*TASK STATEMENT*. Give back the entries that follow exactly as written. Any picture gets left out.

-- EXCERPTED DATA follows --

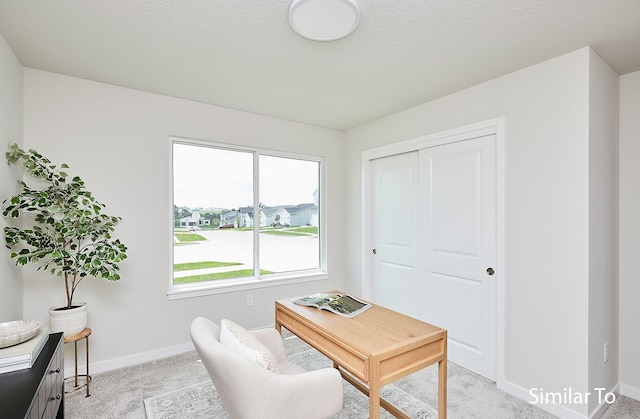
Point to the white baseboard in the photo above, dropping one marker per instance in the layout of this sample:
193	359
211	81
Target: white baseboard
629	391
126	361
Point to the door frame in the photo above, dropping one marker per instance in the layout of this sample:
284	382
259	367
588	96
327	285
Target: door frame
492	126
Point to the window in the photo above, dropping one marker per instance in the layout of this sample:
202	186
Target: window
242	217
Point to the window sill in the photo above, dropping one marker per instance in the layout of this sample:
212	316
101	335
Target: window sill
178	292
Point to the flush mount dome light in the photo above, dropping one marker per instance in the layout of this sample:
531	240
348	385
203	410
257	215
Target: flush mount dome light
324	20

-- EXCERPTED DATA concluded --

*WRITTEN ANSWER*.
Point to the white baseboard in the photo above, dropping one marker per instance in the layout of this sample:
193	359
211	81
Target: white baseboard
629	391
126	361
Point to the door frame in the photo above, dropping one marker per instance in the layout of this sample:
284	382
259	367
588	96
327	285
Target: door frame
492	126
Point to the window in the photo above, dropping one marker per instance in the layout of this sample:
202	186
Target: window
242	217
Point to the window sill in the photo above, dropping one marker per instance in the layout of this sample:
212	316
101	335
Target: window sill
178	292
Point to the flush mount dome light in the photo above, dropping one marker per instance in the layout of this sample:
531	240
348	385
203	410
257	215
Target: flush mount dome light
324	20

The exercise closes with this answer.